Work instructions: From the first line of the entries below through the line holding "e.g. point(345, 185)", write out every line exactly, please, and leave out the pictures.

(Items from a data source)
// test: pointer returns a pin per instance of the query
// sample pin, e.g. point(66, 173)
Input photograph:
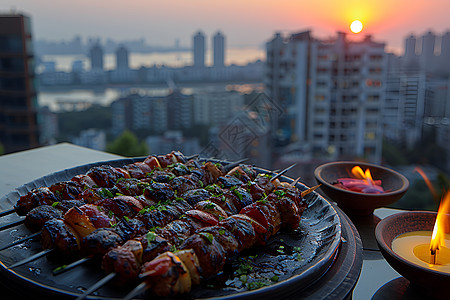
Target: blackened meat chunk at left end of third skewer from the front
point(100, 241)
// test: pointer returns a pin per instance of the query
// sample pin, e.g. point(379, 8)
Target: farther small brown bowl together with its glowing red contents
point(356, 196)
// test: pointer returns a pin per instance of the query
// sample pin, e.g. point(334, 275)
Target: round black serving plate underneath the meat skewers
point(319, 238)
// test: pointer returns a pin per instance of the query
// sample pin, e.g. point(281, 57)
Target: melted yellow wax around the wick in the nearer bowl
point(415, 248)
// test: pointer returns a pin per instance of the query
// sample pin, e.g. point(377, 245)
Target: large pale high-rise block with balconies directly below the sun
point(331, 93)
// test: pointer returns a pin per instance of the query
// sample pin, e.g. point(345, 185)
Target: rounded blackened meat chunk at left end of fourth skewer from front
point(57, 234)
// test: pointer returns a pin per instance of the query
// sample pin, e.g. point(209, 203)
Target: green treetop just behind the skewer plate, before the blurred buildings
point(128, 145)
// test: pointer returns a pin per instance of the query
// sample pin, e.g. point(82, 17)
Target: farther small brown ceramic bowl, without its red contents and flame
point(356, 203)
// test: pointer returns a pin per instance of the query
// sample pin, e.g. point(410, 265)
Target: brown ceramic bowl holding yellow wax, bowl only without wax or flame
point(391, 227)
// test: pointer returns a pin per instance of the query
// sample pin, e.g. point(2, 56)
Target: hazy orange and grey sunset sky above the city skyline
point(247, 23)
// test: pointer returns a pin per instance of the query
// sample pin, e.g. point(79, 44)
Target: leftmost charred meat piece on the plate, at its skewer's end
point(34, 198)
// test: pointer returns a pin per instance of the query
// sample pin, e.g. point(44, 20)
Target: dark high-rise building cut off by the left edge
point(18, 100)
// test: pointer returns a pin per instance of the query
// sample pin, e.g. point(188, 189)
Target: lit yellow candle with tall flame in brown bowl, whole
point(417, 245)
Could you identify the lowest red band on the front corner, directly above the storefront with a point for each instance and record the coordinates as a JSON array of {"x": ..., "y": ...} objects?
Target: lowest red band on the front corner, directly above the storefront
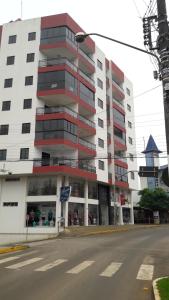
[{"x": 66, "y": 170}]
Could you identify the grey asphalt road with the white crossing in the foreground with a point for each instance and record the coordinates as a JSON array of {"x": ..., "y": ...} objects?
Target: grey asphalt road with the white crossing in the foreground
[{"x": 111, "y": 267}]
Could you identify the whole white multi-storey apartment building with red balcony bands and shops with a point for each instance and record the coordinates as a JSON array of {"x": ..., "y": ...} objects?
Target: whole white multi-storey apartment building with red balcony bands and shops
[{"x": 63, "y": 122}]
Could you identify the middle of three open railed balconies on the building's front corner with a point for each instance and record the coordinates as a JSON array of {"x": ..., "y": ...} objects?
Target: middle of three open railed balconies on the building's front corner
[{"x": 86, "y": 127}]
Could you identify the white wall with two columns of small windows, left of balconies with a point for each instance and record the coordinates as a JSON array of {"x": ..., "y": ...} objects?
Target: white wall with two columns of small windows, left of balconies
[{"x": 18, "y": 92}]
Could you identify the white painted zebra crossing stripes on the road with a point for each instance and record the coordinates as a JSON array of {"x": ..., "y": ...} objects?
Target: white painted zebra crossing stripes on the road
[{"x": 144, "y": 272}]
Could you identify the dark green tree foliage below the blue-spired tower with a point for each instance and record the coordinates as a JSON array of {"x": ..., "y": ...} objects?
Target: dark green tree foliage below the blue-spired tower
[{"x": 156, "y": 199}]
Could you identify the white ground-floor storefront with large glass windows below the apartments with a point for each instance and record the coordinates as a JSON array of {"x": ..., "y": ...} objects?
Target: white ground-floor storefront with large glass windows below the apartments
[{"x": 31, "y": 206}]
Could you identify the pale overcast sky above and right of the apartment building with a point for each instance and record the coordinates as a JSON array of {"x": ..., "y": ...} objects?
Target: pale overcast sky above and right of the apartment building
[{"x": 120, "y": 20}]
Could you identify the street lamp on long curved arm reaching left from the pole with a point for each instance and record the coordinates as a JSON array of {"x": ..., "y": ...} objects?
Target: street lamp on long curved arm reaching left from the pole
[{"x": 81, "y": 36}]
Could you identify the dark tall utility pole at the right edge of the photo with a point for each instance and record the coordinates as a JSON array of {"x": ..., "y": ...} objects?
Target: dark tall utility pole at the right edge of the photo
[{"x": 163, "y": 50}]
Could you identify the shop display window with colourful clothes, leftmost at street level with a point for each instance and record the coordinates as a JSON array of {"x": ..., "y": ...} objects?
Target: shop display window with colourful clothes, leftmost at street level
[{"x": 41, "y": 214}]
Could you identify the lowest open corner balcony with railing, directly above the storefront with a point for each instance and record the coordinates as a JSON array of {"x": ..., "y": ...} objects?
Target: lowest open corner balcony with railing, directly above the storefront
[{"x": 66, "y": 166}]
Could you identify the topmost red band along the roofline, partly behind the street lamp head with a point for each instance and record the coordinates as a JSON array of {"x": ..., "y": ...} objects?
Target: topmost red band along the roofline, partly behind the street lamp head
[{"x": 66, "y": 20}]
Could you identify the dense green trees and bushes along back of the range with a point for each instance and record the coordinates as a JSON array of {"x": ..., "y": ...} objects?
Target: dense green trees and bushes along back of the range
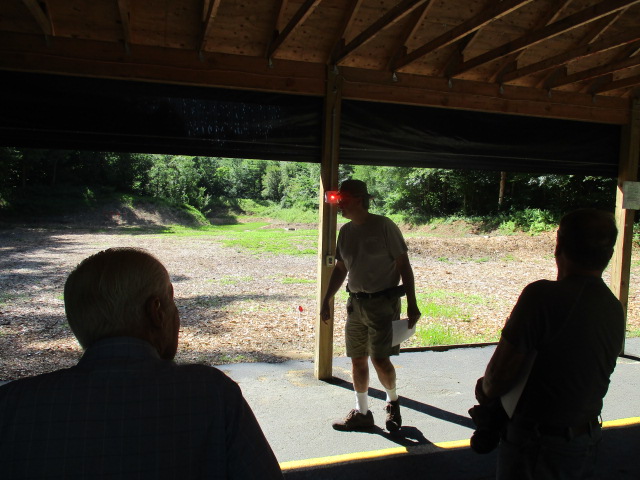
[{"x": 206, "y": 183}]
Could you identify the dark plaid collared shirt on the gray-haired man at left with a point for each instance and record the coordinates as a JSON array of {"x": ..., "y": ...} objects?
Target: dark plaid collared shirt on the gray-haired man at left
[{"x": 124, "y": 413}]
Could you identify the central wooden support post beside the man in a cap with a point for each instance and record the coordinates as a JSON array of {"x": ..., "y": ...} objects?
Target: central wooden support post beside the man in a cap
[{"x": 328, "y": 221}]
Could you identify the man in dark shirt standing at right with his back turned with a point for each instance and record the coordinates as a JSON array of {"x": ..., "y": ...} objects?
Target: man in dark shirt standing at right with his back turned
[{"x": 570, "y": 331}]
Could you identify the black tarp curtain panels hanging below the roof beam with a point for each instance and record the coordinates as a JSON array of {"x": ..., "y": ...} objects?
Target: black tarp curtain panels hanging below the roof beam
[{"x": 53, "y": 111}]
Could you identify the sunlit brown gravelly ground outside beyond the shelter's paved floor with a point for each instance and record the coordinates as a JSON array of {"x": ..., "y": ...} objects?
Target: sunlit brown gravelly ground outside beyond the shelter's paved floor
[{"x": 239, "y": 307}]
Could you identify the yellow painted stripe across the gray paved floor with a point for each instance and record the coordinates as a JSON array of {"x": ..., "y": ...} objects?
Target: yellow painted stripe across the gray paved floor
[{"x": 349, "y": 457}]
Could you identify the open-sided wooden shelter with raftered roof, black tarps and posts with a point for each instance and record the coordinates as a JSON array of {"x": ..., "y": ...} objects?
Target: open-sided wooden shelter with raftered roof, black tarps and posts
[{"x": 519, "y": 85}]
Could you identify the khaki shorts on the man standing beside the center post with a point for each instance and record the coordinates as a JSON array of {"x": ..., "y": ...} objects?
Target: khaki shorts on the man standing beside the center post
[{"x": 369, "y": 332}]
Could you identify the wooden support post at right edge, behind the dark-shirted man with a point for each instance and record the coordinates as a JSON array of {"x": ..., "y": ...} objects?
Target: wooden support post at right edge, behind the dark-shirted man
[{"x": 628, "y": 171}]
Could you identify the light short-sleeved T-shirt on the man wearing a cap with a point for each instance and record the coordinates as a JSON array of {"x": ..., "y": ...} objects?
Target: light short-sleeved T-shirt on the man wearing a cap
[{"x": 369, "y": 252}]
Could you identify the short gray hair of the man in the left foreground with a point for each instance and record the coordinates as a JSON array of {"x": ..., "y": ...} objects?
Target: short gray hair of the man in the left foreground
[{"x": 105, "y": 295}]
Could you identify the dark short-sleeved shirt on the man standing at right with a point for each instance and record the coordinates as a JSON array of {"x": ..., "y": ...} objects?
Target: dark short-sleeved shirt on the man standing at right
[{"x": 576, "y": 326}]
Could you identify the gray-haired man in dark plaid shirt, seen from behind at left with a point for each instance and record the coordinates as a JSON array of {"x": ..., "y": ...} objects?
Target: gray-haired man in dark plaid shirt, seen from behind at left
[{"x": 126, "y": 410}]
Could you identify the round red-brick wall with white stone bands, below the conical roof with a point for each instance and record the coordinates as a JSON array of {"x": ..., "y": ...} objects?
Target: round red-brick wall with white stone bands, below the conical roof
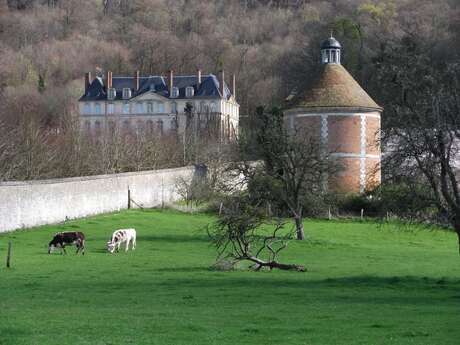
[{"x": 353, "y": 139}]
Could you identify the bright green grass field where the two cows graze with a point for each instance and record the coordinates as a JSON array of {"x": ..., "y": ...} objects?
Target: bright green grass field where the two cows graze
[{"x": 366, "y": 284}]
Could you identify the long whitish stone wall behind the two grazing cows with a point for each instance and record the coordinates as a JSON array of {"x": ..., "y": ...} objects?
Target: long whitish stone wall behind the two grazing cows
[{"x": 28, "y": 204}]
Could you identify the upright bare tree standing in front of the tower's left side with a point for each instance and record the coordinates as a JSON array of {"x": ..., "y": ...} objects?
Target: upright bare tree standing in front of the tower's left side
[{"x": 294, "y": 166}]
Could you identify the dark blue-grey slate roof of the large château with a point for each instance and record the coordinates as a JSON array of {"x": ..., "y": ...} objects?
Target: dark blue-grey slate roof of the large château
[{"x": 209, "y": 87}]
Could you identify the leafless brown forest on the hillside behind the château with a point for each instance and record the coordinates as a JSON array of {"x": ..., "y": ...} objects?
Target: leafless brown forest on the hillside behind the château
[{"x": 272, "y": 47}]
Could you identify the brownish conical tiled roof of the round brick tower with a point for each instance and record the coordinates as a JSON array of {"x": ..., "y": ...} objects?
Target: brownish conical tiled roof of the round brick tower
[{"x": 334, "y": 87}]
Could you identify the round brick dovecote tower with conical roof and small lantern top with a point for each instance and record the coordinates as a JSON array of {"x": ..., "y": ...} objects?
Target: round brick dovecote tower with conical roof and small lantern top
[{"x": 345, "y": 119}]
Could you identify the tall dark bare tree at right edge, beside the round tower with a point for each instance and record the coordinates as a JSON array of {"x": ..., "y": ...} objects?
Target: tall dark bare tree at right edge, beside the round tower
[{"x": 421, "y": 80}]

Answer section:
// test: pointer returns a pin per instance of the query
// sample pin, e.g. point(66, 173)
Input photograph:
Target: blackened meat chunk at left end of third skewer from the front
point(100, 241)
// test: pointer returns a pin per instance of the query
// sample pin, e.g. point(379, 8)
Target: farther small brown bowl together with its glowing red contents
point(356, 196)
// test: pointer returns a pin per instance of the query
// sample pin, e.g. point(334, 275)
Target: round black serving plate underneath the meat skewers
point(319, 238)
// test: pointer returns a pin per instance of the query
// sample pin, e.g. point(281, 57)
Target: melted yellow wax around the wick in the nearer bowl
point(415, 248)
// test: pointer returns a pin per instance of the query
// sample pin, e.g. point(377, 245)
Target: large pale high-rise block with balconies directly below the sun
point(331, 93)
// test: pointer returns a pin per instance of the query
// sample pin, e.g. point(345, 185)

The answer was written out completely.